ACTIVITY:
Your answer should be an exact copy of the lines from the start of the entries to the line containing "# test: point out the woman's", both included.
▼
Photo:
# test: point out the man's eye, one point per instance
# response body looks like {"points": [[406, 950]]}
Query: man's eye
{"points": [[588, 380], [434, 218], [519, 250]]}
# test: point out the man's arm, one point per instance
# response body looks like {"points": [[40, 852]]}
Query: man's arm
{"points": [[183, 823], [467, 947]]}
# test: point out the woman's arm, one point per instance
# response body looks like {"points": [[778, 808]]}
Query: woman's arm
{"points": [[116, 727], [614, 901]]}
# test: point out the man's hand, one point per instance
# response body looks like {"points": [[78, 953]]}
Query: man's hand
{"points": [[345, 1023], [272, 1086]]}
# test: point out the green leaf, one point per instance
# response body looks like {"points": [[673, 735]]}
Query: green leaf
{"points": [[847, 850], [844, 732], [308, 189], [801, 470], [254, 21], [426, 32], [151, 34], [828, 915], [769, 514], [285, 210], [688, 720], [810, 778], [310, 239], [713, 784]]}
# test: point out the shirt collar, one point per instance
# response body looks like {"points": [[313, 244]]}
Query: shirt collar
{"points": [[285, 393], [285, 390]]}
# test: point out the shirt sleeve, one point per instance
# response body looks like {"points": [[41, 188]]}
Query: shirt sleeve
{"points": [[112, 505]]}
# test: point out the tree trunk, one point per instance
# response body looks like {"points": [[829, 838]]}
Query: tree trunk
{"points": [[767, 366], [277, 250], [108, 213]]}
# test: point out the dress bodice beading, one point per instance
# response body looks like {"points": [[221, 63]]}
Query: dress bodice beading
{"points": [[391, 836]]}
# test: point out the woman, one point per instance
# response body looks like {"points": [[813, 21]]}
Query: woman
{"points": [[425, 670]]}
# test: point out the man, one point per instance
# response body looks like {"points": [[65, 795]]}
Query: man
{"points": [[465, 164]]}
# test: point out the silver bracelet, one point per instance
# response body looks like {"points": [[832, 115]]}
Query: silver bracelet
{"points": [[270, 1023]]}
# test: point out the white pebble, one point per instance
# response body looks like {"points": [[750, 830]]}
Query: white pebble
▲
OUTPUT FOR THIS TASK:
Photo:
# test: point out the man's eye, one point per instance
# response body looks like {"points": [[406, 950]]}
Query: man's eye
{"points": [[588, 380], [434, 218], [519, 250]]}
# test: point out the man's arm, one point per instance
# response body looks like {"points": [[40, 852]]}
Query: man's arm
{"points": [[183, 823], [467, 947]]}
# test: point out the woman's arm, one point per instance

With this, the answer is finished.